Return each line of the entries below verbatim, changing nothing.

■ **Record list**:
-- BEGIN --
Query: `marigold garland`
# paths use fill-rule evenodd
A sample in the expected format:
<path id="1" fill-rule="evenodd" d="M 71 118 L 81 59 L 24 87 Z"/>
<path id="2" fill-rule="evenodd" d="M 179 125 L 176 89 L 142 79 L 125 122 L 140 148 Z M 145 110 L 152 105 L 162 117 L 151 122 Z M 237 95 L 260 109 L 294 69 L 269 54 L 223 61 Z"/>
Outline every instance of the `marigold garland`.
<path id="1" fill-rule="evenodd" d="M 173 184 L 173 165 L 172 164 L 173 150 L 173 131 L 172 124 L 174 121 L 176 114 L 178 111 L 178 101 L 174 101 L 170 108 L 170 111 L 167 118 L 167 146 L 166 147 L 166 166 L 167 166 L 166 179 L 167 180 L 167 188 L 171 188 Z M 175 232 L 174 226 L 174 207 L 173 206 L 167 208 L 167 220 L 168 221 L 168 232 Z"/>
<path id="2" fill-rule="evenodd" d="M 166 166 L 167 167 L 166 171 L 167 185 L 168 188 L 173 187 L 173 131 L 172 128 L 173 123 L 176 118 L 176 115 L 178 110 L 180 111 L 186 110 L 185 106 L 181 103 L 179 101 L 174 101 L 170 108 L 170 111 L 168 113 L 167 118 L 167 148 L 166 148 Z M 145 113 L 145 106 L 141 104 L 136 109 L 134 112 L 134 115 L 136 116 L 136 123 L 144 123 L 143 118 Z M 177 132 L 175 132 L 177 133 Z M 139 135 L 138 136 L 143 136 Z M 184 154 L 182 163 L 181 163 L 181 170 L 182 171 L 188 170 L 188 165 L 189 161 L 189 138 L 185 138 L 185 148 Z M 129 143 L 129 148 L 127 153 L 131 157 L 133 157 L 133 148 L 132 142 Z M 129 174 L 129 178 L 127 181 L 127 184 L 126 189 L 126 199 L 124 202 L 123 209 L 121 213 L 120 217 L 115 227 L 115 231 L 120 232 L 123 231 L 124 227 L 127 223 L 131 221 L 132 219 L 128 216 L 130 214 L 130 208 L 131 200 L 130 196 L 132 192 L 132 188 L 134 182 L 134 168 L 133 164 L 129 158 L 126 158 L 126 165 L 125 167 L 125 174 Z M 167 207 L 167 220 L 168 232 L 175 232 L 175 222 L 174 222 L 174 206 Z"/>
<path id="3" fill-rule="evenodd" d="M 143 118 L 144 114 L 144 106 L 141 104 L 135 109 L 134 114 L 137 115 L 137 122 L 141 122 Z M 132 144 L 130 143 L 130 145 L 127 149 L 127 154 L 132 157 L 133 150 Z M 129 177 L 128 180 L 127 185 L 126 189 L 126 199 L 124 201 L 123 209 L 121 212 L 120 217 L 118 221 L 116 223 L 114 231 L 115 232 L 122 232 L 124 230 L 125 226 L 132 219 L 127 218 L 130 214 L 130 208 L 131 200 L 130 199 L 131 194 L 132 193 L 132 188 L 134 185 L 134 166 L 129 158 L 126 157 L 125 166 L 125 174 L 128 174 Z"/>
-- END --
■ **Result of the exercise**:
Query: `marigold garland`
# paths use fill-rule evenodd
A sample in the expected format:
<path id="1" fill-rule="evenodd" d="M 71 118 L 81 59 L 24 87 Z"/>
<path id="2" fill-rule="evenodd" d="M 179 125 L 176 89 L 142 79 L 125 122 L 140 148 Z M 145 110 L 152 105 L 162 117 L 151 122 Z M 237 95 L 260 109 L 294 69 L 269 54 L 223 61 Z"/>
Outline every instance of the `marigold garland`.
<path id="1" fill-rule="evenodd" d="M 173 184 L 173 165 L 172 164 L 173 150 L 173 131 L 172 124 L 174 121 L 176 114 L 178 111 L 178 101 L 174 101 L 170 108 L 170 111 L 167 118 L 167 146 L 166 147 L 166 166 L 167 166 L 166 179 L 167 180 L 167 188 L 171 188 Z M 175 232 L 174 226 L 174 207 L 173 206 L 167 208 L 167 220 L 168 221 L 168 232 Z"/>
<path id="2" fill-rule="evenodd" d="M 166 166 L 167 167 L 166 171 L 167 185 L 168 188 L 173 187 L 173 131 L 172 128 L 173 123 L 176 118 L 176 115 L 178 110 L 180 111 L 186 110 L 185 106 L 181 103 L 179 101 L 174 101 L 170 108 L 170 111 L 168 113 L 167 118 L 167 148 L 166 148 Z M 145 113 L 145 106 L 141 104 L 136 109 L 134 112 L 134 115 L 136 116 L 136 123 L 144 123 L 143 118 Z M 177 132 L 175 132 L 177 133 Z M 139 135 L 138 136 L 143 136 Z M 184 154 L 182 163 L 181 163 L 181 170 L 182 171 L 188 170 L 188 165 L 189 161 L 189 138 L 185 138 L 185 148 Z M 129 143 L 129 148 L 127 153 L 131 157 L 133 157 L 133 148 L 132 142 Z M 129 174 L 129 178 L 127 181 L 127 184 L 126 189 L 126 199 L 124 202 L 123 209 L 121 213 L 120 217 L 115 227 L 115 231 L 120 232 L 123 231 L 124 227 L 127 223 L 131 221 L 132 219 L 128 216 L 130 214 L 130 208 L 131 200 L 130 196 L 132 192 L 132 188 L 134 182 L 134 168 L 133 164 L 129 158 L 126 158 L 126 165 L 125 167 L 125 174 Z M 167 207 L 167 220 L 168 232 L 175 232 L 175 222 L 174 222 L 174 206 Z"/>
<path id="3" fill-rule="evenodd" d="M 143 118 L 144 114 L 144 106 L 141 104 L 135 109 L 134 114 L 137 115 L 137 122 L 141 122 Z M 132 144 L 130 143 L 130 145 L 127 149 L 127 154 L 132 157 L 133 150 Z M 129 177 L 128 180 L 127 185 L 126 189 L 126 199 L 124 201 L 123 209 L 121 212 L 120 217 L 118 221 L 116 223 L 114 231 L 115 232 L 122 232 L 124 230 L 125 226 L 132 219 L 127 218 L 130 214 L 130 208 L 131 200 L 130 199 L 131 194 L 132 193 L 132 188 L 134 185 L 134 166 L 129 158 L 126 157 L 125 166 L 125 174 L 128 174 Z"/>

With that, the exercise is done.